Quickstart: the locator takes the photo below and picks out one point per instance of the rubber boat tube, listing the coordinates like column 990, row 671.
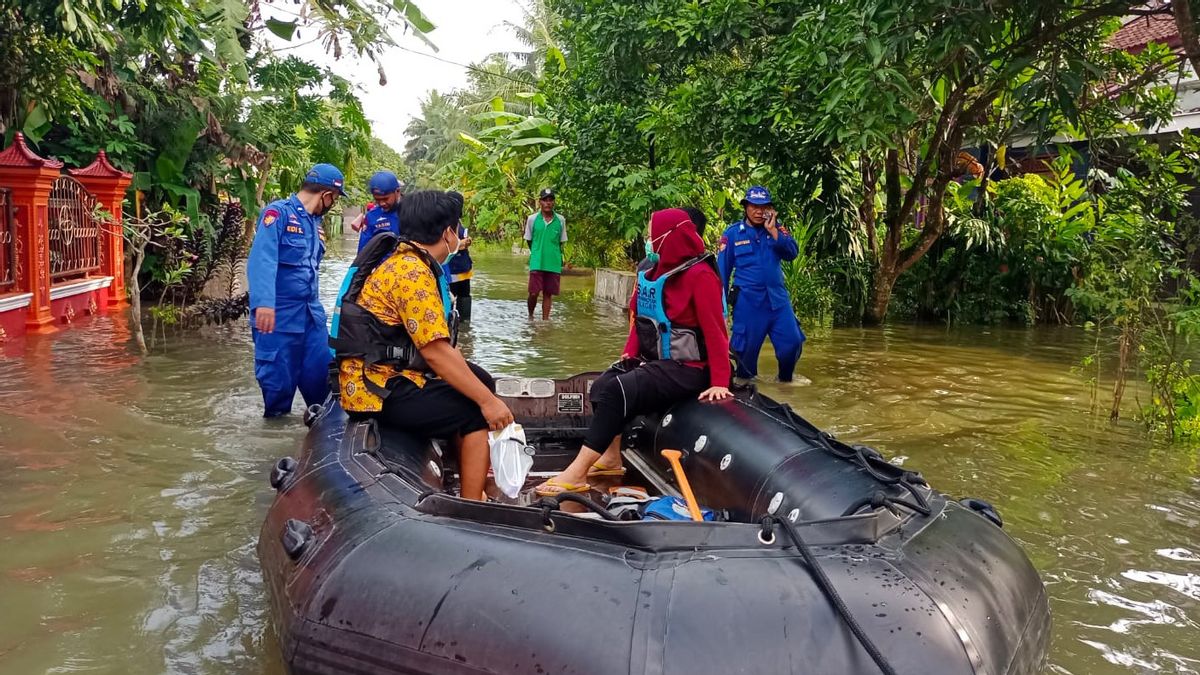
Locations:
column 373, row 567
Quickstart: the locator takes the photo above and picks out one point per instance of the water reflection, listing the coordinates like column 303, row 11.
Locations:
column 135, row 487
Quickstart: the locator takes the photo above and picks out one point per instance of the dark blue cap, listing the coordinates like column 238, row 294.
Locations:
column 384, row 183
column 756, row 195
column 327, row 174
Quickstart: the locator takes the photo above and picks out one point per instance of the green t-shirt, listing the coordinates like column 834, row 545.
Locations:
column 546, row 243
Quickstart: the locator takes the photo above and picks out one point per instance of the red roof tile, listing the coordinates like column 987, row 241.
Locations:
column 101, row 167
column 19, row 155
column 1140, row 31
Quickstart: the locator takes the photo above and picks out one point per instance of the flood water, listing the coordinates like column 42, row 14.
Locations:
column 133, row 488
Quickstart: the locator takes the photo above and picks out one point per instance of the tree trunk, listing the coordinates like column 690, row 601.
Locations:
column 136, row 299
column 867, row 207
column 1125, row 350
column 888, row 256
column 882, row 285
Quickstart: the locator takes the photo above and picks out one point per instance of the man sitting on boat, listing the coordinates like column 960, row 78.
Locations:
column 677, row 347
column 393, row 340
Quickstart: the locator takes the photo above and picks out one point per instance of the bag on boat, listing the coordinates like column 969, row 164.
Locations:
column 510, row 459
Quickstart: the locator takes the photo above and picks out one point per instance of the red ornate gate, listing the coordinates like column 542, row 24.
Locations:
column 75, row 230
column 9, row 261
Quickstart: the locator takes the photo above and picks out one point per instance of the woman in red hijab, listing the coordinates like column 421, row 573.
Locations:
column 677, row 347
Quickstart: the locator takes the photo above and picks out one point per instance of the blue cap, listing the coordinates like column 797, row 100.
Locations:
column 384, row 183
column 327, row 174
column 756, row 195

= = =

### Job
Reproduce the entire listing above word for word, omitting the picture.

### Solution for this exercise
Quickstart: the locator takes the photo below and picks out one point per instance of the rubber boat tube, listing the coordinates like column 990, row 671.
Locations:
column 373, row 567
Quickstart: the locator takes the photo above and picks out one point per instance of the water reflection, listing the coordinates like column 303, row 11.
Locations:
column 135, row 487
Quickstart: the locator takes the photo above and picks out one point per instance of the dark blue cap, listing the coordinates like column 238, row 294.
Locations:
column 384, row 183
column 756, row 195
column 327, row 174
Quickstart: the locator takes the photo above and picks out one point per instance of the green t-shirt, listing the coordinates like column 834, row 545.
Locations:
column 546, row 243
Quickstart: the locator takes the photo above and picks out one point per instance of the red roof tile, listing the coordinates like column 987, row 241.
Locations:
column 101, row 167
column 19, row 155
column 1140, row 31
Quickstart: the locator takes the photo above and picks out one point per instance of the flood water, listing the coordinates like column 42, row 14.
Locations:
column 133, row 488
Quickstart: the locator takes the photo above and picks out one point per instance of the tree trunk, listing the coordinates like column 690, row 601.
Locations:
column 136, row 299
column 867, row 207
column 1125, row 350
column 888, row 256
column 882, row 285
Quickstart: the locator takes the photo above and picks out one point per instance of the man sitting on boat, listing the coordinates like column 960, row 78.
Locations:
column 677, row 347
column 393, row 340
Quickstart: the locator takes the photo above and picks out one point per instance of the bag on boat, listing the coordinates like column 969, row 164.
Locations:
column 510, row 459
Quickstart: the locator takes the photo above and picks out one point per instance of the red ornate gate, listing the coordinates like column 542, row 24.
Locations:
column 75, row 230
column 9, row 261
Quickstart: the locator takes the photo above and picks out one point per instance of the woman in red hijab, listing the coordinates like column 421, row 573.
Locations:
column 677, row 347
Quickstart: the locator takes the photo above and picks out one point per instance of the blue cap, listing the coordinates like column 797, row 100.
Locations:
column 384, row 183
column 327, row 174
column 756, row 195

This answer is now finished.